EXTRACT TO READ:
┄┄┄┄┄┄

New wave of bomb attacks kills 56 in Baghdad and Mosul
Car blasts cause more carnage in Baghdad while suicide bomber strikes in Mosul
Agence France-Presse in Baghdad
Another wave of car bombs hit Shiite neighbourhoods of Baghdad and a suicide bomber targeted soldiers in a northern city in attacks that killed at least 56 across Iraq yesterday.
Co-ordinated bombing onslaughts killing scores of people have hit Iraq each month, feeding a spike in bloodshed that has left more than 5,000 dead since April. The local branch of al-Qaeda often takes responsibility, although there was no immediate claim for yesterday's blasts.
Four police officers said that the bombs in the capital, placed in parked cars and detonated over a half-hour, targeted commercial areas and car parks, killing 42.

┄┄┄┄┄┄

MATERIAL SUPPLIED:
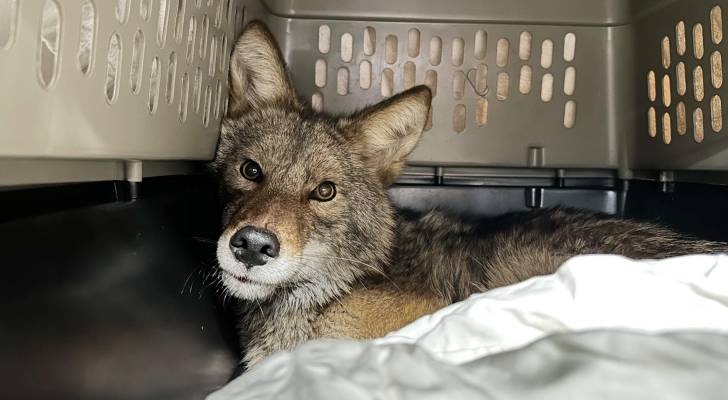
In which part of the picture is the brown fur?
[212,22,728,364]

┄┄┄┄┄┄

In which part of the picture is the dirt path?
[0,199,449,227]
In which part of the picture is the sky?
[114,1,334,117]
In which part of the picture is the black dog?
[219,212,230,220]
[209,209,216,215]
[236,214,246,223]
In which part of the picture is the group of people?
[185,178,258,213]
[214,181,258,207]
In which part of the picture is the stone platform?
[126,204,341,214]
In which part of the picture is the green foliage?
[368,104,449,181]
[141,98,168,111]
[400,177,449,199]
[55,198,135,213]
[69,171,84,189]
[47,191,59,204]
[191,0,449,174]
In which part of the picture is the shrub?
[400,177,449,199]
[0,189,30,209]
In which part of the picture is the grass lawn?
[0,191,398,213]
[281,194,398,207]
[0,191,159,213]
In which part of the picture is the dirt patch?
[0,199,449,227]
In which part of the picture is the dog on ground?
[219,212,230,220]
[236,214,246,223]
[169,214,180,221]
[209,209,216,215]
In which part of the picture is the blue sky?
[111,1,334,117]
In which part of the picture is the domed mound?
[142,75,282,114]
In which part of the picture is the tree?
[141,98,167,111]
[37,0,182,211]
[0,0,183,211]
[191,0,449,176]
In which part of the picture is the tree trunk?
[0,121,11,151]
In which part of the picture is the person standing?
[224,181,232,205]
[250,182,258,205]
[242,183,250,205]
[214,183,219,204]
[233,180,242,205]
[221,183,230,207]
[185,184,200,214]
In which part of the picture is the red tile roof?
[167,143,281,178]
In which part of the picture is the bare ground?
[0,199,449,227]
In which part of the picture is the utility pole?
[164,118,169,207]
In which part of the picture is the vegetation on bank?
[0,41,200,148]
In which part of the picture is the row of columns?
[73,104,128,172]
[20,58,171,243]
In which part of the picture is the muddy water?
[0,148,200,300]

┄┄┄┄┄┄

THINGS TO DO:
**A.** List every place name that appears in the news report on the Baghdad and Mosul bombings.
**B.** Write the next part of the news report on the Baghdad and Mosul bombings, starting after its final sentence.

RESPONSES:
**A.** Baghdad, Mosul, Iraq

**B.**
The deadliest blast was in the southeastern Nahrwan district where two car bombs exploded simultaneously, killing seven and wounding 15 others. Two other explosions hit the northern Shaab and southern Abu Dshir neighborhoods, each of which killed six people.
Other blasts hit the neighbourhoods of Mashtal, Baladiyat and Ur in eastern Baghdad, the southwestern Bayaa and the northern Sab al-Bor and Hurriyah districts.
Meanwhile, in the northern city of Mosul, a suicide bomber drove his explosives-laden car into a group of soldiers as they were sealing off a street leading to a bank where troops were receiving salaries, killing 14 included five civilians, a police officer said. At least 30 people were wounded, he added.
Former insurgent stronghold Mosul is about 360 kilometres northwest of Baghdad.
Such systematic attacks are a favourite al-Qaeda tactic. It frequently targets civilians in markets, cafes and commercial streets in Shiite areas to try and undermine confidence in the government, as well as members of the security forces.
In Mashtal in Baghdad, police and army forces sealed off the scene as ambulances rushed to pick up the wounded where pools of blood covered the pavement.
The force of the explosion damaged number of cars and shops.